▶ _EXERCISE BRIEF_: In the preface about the last of the Denisovans, who wrote the 2013 National Geographic Magazine feature "The Case of the Missing Ancestor"?

───── PROVIDED PASSAGE

First meeting between modern humans and Denisovans circa 45,000 years ago, arguably somewhere in central or eastern Eurasia. Picture copyright National Geographic Magazine 2013.


Last of the Denisovans

The Preface to Andrew Collins' new book The Cygnus Key, complete with a comprehensive preview of its extraordinary findings regarding the origins of civilization

This is the preface to my new book The Cygnus Key: The Denisovan Legacy, Göbekli Tepe, and the Birth of Egypt. It was inspired by an image that appeared (and used here alongside this webpage) in a National Geographic Magazine feature on the extinct hominin species known as Denisovans titled “The Case of the Missing Ancestor,” written by Jamie Shreeve and published in 2013. It shows the hypothetical first meeting between our own modern human ancestors (Homo sapiens) and surviving Denisovans, somewhere in either central or eastern Eurasia. I pondered over this image long and hard, and finally came up with the following scenario, which although fictional, might be how it went down some 45,000 years ago ...

 

The date is approximately 45,000 years ago; the location, a mountain pass somewhere in the Altai-Sayan region of southern Siberia. From a rocky vantage point, four tall, darkened forms emerge into view from behind a patch of cold early-morning mist. They stand a few meters apart, gazing toward the only path permitting access to the mountain’s central plateau.

Each figure is of extraordinary size, being as much as 7 feet (2.15 meters) in height. Their stature is that of giant wrestlers, their enormous frames accentuated by broad shoulders and streams of furs that immerse their bodies from head to feet. Their heads also are of incredible size, being both long and broad, with large, powerful jaws. What little can be seen of their exposed skin suggests it is brown; their long, matted hair dark also. Adding to the almost alien appearance of these strange individuals are their extremely large noses and unusual eyes, which have striking black pupils and irises so pale they seem almost white. Completing the picture are the long, dark feathers attached to their furs, which blow about in the gentle breeze that has followed the first light of day.

They are Denisovans, members of an archaic human population whose very existence had gone unrecognized until the first decade of the twenty-first century, when oversized fossil remains were discovered in a large cave in the Altai Mountains of southern Siberia.

The purpose of these four figures at the head of this rocky pass is to await the arrival of others—a new people from a distant land located in the direction of the setting sun. In small groups these people have been approaching ever nearer to the Denisovans’ mountain retreats, and now, finally, they were within sight, moving slowly toward the Denisovans’s elevated position. These intruders were shorter and more slightly built, their heads smaller and more elongated. Furthermore, their approach to life seemed quite different. They enter new territories, assume control of them, and exploit their natural resources before dispatching some of their growing number in pursuit of even more suitable places of occupation. They have been advancing in this manner for many thousand years, encountering and even interbreeding with the Old People of the West, who will one day become known as Neanderthals. For countless millennia the Old People have occupied vast swaths of the western Eurasian continent, while the Denisovans have been content to remain in the eastern part of the continent.

──────────
───── DATA SHOWN

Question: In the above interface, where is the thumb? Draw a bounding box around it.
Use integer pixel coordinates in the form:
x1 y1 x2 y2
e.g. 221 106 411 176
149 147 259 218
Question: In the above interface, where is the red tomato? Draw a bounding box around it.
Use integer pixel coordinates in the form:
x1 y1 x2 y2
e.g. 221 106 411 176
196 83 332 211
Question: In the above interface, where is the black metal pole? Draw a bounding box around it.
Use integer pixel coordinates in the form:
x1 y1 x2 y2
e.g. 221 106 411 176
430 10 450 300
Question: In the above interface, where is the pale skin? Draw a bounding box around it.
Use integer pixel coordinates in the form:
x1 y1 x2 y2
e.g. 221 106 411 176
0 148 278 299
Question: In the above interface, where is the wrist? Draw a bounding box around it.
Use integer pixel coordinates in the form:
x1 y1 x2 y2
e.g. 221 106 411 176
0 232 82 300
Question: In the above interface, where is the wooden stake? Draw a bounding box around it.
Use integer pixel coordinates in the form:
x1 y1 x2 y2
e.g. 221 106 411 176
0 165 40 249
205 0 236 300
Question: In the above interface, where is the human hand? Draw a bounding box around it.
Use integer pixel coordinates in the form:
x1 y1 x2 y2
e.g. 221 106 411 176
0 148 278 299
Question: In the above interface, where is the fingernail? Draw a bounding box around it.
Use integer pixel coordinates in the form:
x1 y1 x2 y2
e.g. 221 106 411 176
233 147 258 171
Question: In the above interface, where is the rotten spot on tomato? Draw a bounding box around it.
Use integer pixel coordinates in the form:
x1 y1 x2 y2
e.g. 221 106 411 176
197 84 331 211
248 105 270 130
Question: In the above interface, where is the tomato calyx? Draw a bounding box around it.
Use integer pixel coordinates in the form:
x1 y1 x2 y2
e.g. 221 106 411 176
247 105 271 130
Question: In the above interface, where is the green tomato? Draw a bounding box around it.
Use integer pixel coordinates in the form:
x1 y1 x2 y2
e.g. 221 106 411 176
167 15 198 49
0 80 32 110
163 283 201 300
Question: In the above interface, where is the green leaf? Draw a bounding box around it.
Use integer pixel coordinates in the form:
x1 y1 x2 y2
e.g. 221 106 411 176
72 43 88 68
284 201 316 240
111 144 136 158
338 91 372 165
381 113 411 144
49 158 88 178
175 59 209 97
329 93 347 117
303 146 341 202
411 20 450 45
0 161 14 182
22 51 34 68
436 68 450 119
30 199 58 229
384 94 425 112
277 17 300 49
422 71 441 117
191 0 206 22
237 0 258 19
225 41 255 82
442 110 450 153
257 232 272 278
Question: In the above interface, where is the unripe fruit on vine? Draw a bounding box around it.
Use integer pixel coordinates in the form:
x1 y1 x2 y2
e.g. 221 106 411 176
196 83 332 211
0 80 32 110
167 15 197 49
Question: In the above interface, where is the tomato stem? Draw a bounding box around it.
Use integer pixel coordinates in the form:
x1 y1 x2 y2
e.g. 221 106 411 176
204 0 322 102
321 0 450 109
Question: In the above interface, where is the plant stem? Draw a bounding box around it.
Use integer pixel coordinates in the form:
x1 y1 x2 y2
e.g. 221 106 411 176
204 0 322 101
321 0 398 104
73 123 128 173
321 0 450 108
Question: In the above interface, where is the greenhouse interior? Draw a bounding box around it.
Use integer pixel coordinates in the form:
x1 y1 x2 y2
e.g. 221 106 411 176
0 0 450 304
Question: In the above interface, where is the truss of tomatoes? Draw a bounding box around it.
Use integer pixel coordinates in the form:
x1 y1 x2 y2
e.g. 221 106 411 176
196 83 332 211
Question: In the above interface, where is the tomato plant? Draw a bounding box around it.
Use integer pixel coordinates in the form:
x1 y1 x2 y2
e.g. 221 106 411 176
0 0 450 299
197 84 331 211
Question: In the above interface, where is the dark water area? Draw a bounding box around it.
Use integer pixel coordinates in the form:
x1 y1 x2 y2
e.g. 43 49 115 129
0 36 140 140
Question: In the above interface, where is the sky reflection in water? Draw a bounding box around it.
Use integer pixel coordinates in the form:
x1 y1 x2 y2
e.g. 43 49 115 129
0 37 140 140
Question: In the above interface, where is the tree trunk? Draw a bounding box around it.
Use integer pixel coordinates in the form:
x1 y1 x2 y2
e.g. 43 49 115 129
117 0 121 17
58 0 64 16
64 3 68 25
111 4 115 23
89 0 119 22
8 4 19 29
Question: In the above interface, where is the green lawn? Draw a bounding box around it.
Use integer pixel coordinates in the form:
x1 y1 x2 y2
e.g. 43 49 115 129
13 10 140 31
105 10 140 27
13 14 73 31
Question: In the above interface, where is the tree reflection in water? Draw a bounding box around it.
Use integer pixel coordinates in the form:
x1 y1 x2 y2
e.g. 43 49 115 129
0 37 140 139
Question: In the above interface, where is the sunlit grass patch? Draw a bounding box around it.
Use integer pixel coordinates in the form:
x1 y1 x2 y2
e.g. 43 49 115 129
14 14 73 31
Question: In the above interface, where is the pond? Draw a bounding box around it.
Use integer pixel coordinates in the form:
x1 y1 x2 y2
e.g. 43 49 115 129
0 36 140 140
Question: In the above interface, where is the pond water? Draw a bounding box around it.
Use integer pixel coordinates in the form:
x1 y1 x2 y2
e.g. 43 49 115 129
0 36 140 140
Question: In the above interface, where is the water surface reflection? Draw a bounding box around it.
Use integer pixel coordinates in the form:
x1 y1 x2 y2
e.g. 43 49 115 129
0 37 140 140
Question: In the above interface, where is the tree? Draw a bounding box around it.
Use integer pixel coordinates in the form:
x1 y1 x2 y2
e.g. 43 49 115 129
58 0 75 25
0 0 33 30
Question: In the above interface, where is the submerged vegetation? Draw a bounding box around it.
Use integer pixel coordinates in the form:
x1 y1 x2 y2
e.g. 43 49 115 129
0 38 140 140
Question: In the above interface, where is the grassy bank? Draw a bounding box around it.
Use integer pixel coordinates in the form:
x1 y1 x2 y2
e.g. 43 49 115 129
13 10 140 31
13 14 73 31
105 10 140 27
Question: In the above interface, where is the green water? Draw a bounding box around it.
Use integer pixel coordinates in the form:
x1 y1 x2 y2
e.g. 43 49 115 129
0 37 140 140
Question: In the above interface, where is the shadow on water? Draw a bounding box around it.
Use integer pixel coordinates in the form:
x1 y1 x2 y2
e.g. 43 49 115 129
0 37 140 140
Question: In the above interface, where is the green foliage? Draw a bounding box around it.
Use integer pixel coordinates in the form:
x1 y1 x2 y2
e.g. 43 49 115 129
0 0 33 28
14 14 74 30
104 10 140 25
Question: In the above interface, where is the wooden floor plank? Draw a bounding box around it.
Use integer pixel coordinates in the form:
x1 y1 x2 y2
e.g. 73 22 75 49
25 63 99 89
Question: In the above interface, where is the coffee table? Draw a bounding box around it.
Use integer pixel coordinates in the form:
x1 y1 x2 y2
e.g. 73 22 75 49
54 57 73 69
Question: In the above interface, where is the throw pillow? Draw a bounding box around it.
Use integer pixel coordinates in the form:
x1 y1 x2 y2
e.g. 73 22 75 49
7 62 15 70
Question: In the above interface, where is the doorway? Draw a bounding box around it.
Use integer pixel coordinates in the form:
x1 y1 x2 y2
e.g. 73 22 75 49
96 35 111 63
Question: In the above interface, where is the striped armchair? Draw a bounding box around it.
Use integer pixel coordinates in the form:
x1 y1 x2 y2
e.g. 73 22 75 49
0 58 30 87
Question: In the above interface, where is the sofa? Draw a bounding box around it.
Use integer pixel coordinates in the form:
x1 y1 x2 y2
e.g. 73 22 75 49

──────────

▶ _WRITTEN ANSWER_: Jamie Shreeve